**EXERCISE DIRECTIONS**
Copy exactly the lines of the material below that run from the one containing "One point per instance, each like (265, 190)." through the one containing "Target: white cutting board". Copy no other lines.

============

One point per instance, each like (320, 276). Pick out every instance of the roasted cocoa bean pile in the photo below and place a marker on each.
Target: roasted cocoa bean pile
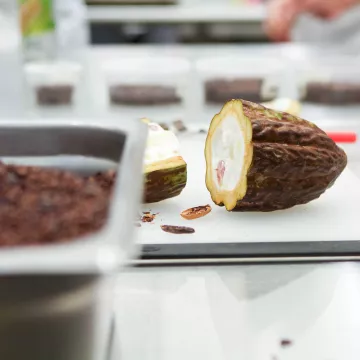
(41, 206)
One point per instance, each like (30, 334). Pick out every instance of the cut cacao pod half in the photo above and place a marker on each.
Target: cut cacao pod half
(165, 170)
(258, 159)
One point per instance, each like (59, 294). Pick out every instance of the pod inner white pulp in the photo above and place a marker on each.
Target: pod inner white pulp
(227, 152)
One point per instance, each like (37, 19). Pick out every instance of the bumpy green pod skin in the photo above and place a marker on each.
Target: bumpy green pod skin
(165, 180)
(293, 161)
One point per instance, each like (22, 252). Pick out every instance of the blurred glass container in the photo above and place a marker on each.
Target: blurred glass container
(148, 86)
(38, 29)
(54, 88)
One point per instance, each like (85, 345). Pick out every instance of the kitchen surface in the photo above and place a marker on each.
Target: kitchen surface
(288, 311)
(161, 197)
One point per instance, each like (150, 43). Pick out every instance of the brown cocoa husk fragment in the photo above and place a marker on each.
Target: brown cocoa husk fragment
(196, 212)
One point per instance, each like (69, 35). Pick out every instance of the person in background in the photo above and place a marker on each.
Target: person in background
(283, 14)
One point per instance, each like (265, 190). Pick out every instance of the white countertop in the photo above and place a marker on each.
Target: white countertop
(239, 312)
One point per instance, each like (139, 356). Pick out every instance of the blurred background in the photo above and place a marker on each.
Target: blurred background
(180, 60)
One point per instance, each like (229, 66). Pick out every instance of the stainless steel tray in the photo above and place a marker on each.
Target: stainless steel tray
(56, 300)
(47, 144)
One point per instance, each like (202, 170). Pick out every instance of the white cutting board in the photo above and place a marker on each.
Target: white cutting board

============

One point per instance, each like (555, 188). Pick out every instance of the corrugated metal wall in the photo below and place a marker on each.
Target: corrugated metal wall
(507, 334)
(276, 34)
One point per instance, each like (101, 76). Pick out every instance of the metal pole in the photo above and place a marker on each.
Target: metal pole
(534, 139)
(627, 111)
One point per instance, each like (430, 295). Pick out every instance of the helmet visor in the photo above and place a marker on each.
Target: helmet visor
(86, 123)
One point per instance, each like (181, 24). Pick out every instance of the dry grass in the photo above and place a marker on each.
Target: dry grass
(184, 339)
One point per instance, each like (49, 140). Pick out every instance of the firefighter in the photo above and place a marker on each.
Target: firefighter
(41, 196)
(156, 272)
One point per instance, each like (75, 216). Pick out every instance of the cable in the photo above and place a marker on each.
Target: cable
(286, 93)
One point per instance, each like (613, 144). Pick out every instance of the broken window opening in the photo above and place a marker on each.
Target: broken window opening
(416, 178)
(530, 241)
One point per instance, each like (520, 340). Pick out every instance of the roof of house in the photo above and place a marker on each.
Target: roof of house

============

**WRITTEN REPLY**
One point per instance, each like (265, 190). Pick out every instance of the white countertop in the photo above and place a marker on each.
Target: white countertop
(239, 312)
One point per instance, each like (139, 356). Pick out every instance of the blurred background in the photo above and place a marker on each.
Target: blurred background
(180, 60)
One point per instance, each like (229, 66). Pick out every instance of the stainless steel tray in the photo above and place a marker on each.
Target: stainless steel tray
(56, 300)
(47, 144)
One point per instance, each like (202, 170). Pick out every instance of the white cutting board in the photo above and place a marker on each.
Target: white cutting board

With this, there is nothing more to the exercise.